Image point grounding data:
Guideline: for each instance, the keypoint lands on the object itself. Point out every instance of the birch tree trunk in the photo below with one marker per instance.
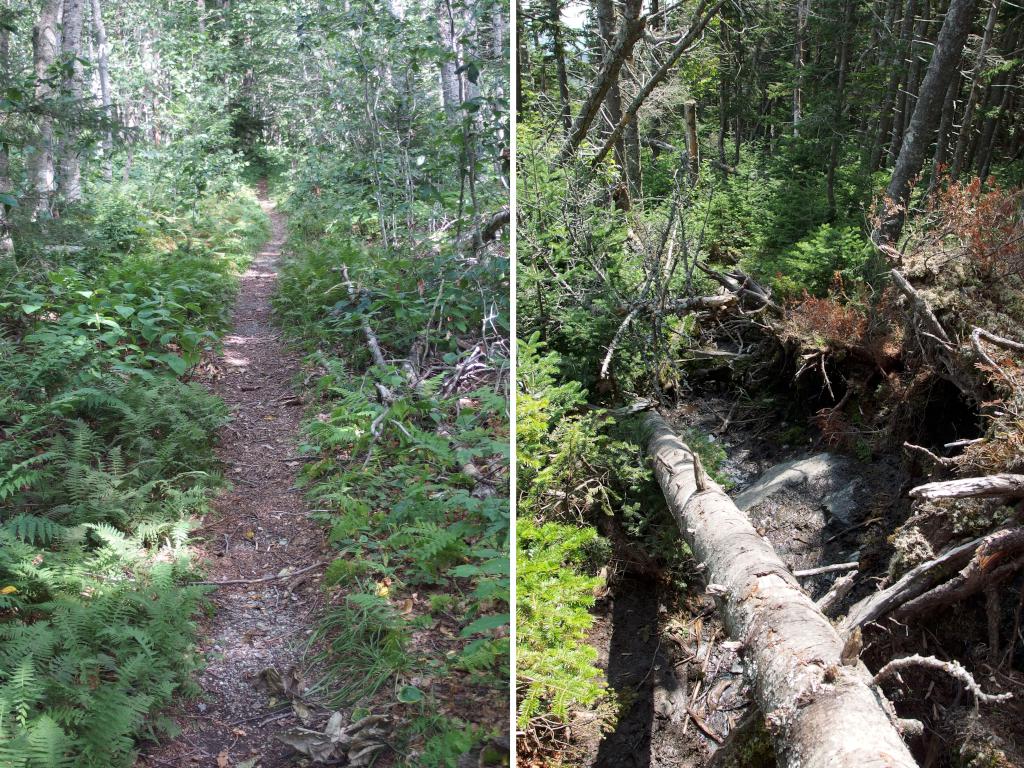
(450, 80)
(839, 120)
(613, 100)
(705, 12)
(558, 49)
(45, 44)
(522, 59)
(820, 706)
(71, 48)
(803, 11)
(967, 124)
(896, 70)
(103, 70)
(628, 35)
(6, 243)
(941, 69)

ACTIVITY: Once the pictures are set aside, repeat each entry exactly as it stands.

EXPECTED ANSWER:
Guideline: for each instance, the keypoint lands on the object itself. Point out every instance of the birch tree trunk in the photo below with one marker per instance.
(450, 80)
(839, 120)
(613, 100)
(705, 12)
(558, 49)
(45, 44)
(522, 59)
(820, 706)
(71, 48)
(803, 11)
(967, 124)
(896, 70)
(103, 70)
(628, 35)
(6, 243)
(941, 69)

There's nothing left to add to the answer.